>>>

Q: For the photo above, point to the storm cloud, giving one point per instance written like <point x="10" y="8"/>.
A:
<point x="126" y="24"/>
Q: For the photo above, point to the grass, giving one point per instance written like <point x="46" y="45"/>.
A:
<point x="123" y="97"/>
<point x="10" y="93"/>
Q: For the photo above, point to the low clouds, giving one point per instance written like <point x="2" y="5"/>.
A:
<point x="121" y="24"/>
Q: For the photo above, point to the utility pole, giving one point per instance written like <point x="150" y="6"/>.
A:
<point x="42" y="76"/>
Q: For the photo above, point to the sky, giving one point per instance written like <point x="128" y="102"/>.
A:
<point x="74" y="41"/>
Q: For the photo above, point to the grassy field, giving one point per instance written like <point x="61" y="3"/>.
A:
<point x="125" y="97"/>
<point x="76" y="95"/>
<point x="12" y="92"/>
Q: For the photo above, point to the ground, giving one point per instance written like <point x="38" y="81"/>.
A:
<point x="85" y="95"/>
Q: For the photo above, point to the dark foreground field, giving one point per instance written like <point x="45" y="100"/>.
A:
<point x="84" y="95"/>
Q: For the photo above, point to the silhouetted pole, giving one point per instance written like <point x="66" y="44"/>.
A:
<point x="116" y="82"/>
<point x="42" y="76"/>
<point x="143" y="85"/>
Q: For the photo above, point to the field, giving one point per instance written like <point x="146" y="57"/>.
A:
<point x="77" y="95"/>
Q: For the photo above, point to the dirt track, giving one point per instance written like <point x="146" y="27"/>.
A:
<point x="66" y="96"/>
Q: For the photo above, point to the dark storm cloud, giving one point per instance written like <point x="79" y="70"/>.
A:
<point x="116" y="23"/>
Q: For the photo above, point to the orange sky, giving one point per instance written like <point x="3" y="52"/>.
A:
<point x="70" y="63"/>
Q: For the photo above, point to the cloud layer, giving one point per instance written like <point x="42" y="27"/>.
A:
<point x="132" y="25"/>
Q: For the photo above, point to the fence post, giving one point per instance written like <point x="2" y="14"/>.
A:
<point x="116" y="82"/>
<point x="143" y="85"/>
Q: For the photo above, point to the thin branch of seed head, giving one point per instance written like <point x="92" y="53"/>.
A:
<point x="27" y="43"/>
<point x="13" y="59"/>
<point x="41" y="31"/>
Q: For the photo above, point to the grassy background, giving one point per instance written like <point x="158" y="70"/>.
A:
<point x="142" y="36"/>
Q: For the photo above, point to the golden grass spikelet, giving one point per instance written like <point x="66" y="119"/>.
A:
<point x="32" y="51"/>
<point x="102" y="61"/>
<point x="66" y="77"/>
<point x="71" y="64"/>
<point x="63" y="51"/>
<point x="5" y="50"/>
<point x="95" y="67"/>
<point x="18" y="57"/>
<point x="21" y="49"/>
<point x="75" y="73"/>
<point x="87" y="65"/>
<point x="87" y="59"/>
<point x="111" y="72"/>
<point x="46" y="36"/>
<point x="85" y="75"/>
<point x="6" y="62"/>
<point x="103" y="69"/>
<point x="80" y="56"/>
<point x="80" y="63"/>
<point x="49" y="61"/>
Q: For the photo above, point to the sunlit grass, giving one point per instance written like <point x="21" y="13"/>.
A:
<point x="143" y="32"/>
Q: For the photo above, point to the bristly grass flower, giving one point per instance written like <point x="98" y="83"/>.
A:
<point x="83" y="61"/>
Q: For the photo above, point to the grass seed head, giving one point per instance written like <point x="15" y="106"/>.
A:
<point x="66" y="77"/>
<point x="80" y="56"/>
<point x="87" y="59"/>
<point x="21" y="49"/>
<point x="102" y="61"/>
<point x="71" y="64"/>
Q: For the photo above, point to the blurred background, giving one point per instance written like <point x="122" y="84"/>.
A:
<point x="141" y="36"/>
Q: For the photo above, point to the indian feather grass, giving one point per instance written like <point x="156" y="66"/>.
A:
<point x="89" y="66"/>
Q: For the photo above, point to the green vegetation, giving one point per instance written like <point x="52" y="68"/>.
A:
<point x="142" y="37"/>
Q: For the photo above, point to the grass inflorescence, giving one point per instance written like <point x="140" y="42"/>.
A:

<<<

» **Your task**
From the listing above, extract every line exactly as it stands.

» **Finished task**
Q: For the photo above, point to the storm cloud, giving one point per instance written like <point x="10" y="8"/>.
A:
<point x="126" y="24"/>
Q: For the photo above, point to the grass, giving one point per instance written like <point x="46" y="45"/>.
A:
<point x="123" y="97"/>
<point x="10" y="93"/>
Q: For the photo above, point to the low clouds, giving one point per instance written like <point x="2" y="5"/>.
A:
<point x="121" y="24"/>
Q: For the photo above, point to the utility pole, giving one point per instance written like <point x="150" y="6"/>.
A:
<point x="42" y="76"/>
Q: For the photo above, point to the sky, giving one point per instance written like <point x="128" y="102"/>.
A:
<point x="74" y="41"/>
Q: For the photo above, point to the grassy field, giving one point per instance written like <point x="61" y="3"/>.
A:
<point x="125" y="97"/>
<point x="76" y="95"/>
<point x="12" y="92"/>
Q: For the photo above, point to the ground, giving one point per instance written like <point x="38" y="81"/>.
A:
<point x="85" y="95"/>
Q: For the photo above, point to the dark foreground field, giving one point per instance written like <point x="45" y="100"/>.
A:
<point x="84" y="95"/>
Q: For the photo above, point to the silhouetted pole, giving one point per instance written like <point x="66" y="44"/>.
A:
<point x="116" y="82"/>
<point x="42" y="76"/>
<point x="143" y="85"/>
Q: For the photo above, point to the field, giving one point per instance written like <point x="146" y="57"/>.
A:
<point x="77" y="95"/>
Q: For the photo above, point to the dirt track, giving one point per instance written like <point x="146" y="27"/>.
A:
<point x="66" y="96"/>
Q: For the photo above, point to the dark storm cloud, giving one point per instance written like <point x="79" y="70"/>.
A:
<point x="116" y="23"/>
Q: For the photo above, point to the orange sky, giving one point per instance written like <point x="3" y="52"/>.
A:
<point x="70" y="63"/>
Q: For the photo above, point to the cloud layer, giving one point per instance written like <point x="42" y="27"/>.
A:
<point x="132" y="25"/>
Q: For the photo above, point to the fence post, giving one point per instance written like <point x="2" y="14"/>.
A:
<point x="116" y="82"/>
<point x="143" y="85"/>
Q: For the photo above, point to the thin branch of seed head, giving one point per instance written like <point x="92" y="53"/>.
A:
<point x="27" y="43"/>
<point x="13" y="59"/>
<point x="41" y="31"/>
Q: For the photo above, point to the grassy background, giving one point per instance written like <point x="158" y="70"/>.
A:
<point x="142" y="36"/>
Q: For the photo above, point to the golden grass spikelet, giving one point per instance written like <point x="66" y="119"/>.
A:
<point x="32" y="51"/>
<point x="102" y="61"/>
<point x="66" y="77"/>
<point x="71" y="64"/>
<point x="63" y="51"/>
<point x="5" y="50"/>
<point x="95" y="67"/>
<point x="18" y="57"/>
<point x="21" y="49"/>
<point x="75" y="73"/>
<point x="87" y="65"/>
<point x="87" y="59"/>
<point x="111" y="72"/>
<point x="46" y="36"/>
<point x="85" y="75"/>
<point x="6" y="62"/>
<point x="103" y="69"/>
<point x="80" y="56"/>
<point x="80" y="63"/>
<point x="49" y="61"/>
Q: For the photo above, point to the sunlit grass, giving one point per instance written like <point x="21" y="13"/>.
A:
<point x="143" y="32"/>
Q: For the photo above, point to the bristly grass flower, giving one point per instance written like <point x="98" y="83"/>.
A:
<point x="83" y="61"/>
Q: For the photo above, point to the grass seed head, giving one point per instance written like <point x="15" y="106"/>.
A:
<point x="66" y="77"/>
<point x="80" y="56"/>
<point x="87" y="59"/>
<point x="21" y="49"/>
<point x="102" y="61"/>
<point x="71" y="64"/>
Q: For the photo above, point to the blurred background, giving one point per instance written like <point x="122" y="84"/>.
A:
<point x="141" y="36"/>
Q: For the photo above, point to the indian feather grass, giving one point per instance written like <point x="156" y="66"/>.
A:
<point x="89" y="66"/>
Q: For the photo above, point to the green vegetation, giving one point per instance written like <point x="52" y="68"/>.
A:
<point x="142" y="37"/>
Q: For the photo above, point to the grass inflorescence, giving one point per instance written like <point x="140" y="42"/>.
A:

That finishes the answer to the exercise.